> _THE TASKS_:
A) List every direct quotation that the text about Missouri Senate Bill 98 attributes to Debi Jackson.
B) Repeat everything in the text about Missouri Senate Bill 98 from "Critics called it" down to "they were born.".
C) Carry on the text about Missouri Senate Bill 98 from the point where it stops.

Schools that did not comply faced losing federal funding.
Critics called it government overreach and believed it could put women and children at risk in public restrooms.
A similar bill is being debated in Missouri.
One local mom says that bill is actually taking away the ability for schools to work with transgender students, including her daughter.
“The best thing about being a girl is not pretending to be a boy,” said Avery Jackson.
“She was four years old when she told us that she's a girl on the inside,” Avery’s mom Debi Jackson said.
Nine-year-old Avery and her mom testified in Jefferson City in front of a Missouri Senate committee Tuesday on Senate Bill 98 -- a state law that proposes students should only use the bathroom of the sex they were born.
“We wanted the people on the committee to see that we are all normal families, living our lives in Missouri. Our kids are normal kids; they are not scary; they are not predators, and by passing a law like this, they would actually be put directly in harm's way,” Debi explained.
As the parents of a transgender girl, Jackson said they always wanted to build Avery’s confidence and not settle for less than equal rights.
“There are a lot of kids who are attending school stealth, which means that no one is aware that they're transgender. This law could potentially out them, and put them in direct harm of harassment or bullying,” Debi said.

> _RECORD LIST_:
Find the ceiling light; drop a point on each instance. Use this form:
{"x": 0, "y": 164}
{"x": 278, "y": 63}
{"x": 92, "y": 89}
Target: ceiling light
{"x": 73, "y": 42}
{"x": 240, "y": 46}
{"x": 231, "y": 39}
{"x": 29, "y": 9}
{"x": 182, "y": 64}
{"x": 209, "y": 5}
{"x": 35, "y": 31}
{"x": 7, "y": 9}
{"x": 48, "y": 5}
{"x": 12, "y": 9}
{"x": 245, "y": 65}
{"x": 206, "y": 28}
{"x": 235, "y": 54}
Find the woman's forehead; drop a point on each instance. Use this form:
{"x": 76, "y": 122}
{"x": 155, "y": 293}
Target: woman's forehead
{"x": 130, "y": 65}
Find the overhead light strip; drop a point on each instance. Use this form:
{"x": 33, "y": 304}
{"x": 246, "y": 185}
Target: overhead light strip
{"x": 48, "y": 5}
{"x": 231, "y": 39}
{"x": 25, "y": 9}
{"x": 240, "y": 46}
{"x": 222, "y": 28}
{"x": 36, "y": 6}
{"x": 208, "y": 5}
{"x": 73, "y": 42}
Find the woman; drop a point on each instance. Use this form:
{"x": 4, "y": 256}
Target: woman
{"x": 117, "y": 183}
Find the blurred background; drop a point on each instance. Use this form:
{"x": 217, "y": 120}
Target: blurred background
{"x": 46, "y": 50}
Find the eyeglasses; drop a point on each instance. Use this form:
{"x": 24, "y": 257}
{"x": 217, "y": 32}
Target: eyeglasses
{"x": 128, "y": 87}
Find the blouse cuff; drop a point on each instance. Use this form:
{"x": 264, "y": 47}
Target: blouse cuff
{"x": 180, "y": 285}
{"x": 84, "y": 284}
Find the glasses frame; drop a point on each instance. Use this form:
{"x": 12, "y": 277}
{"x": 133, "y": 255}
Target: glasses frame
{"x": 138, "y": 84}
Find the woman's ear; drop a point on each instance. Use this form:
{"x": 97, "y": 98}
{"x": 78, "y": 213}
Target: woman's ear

> _ANSWERS_:
A)
- "She was four years old when she told us that she's a girl on the inside."
- "We wanted the people on the committee to see that we are all normal families, living our lives in Missouri. Our kids are normal kids; they are not scary; they are not predators, and by passing a law like this, they would actually be put directly in harm's way."
- "There are a lot of kids who are attending school stealth, which means that no one is aware that they're transgender. This law could potentially out them, and put them in direct harm of harassment or bullying."

B)
Critics called it government overreach and believed it could put women and children at risk in public restrooms.
A similar bill is being debated in Missouri.
One local mom says that bill is actually taking away the ability for schools to work with transgender students, including her daughter.
“The best thing about being a girl is not pretending to be a boy,” said Avery Jackson.
“She was four years old when she told us that she's a girl on the inside,” Avery’s mom Debi Jackson said.
Nine-year-old Avery and her mom testified in Jefferson City in front of a Missouri Senate committee Tuesday on Senate Bill 98 -- a state law that proposes students should only use the bathroom of the sex they were born.

C)
Even at nine years old, Avery said it's hard to understand why anyone should tell you to use a bathroom for a gender you don't identify with.
“Because it's not who you are,” Avery said.
Jackson said the proposal they testified against in Missouri is strictly about bathrooms.
She said the Trump Administration's changes aren't just for bathrooms. It applies to other things too, like education and activities.
She said not much will change at the moment, because they are guidelines, not laws. But it could affect students in the future.
“It's just going to actually confuse more schools about what they should or shouldn't do, how they should or shouldn't treat students,” Debi added.
While Missouri Senate Bill 98 is still up in the air, Jackson said if it does pass, they will definitely be back to oppose it.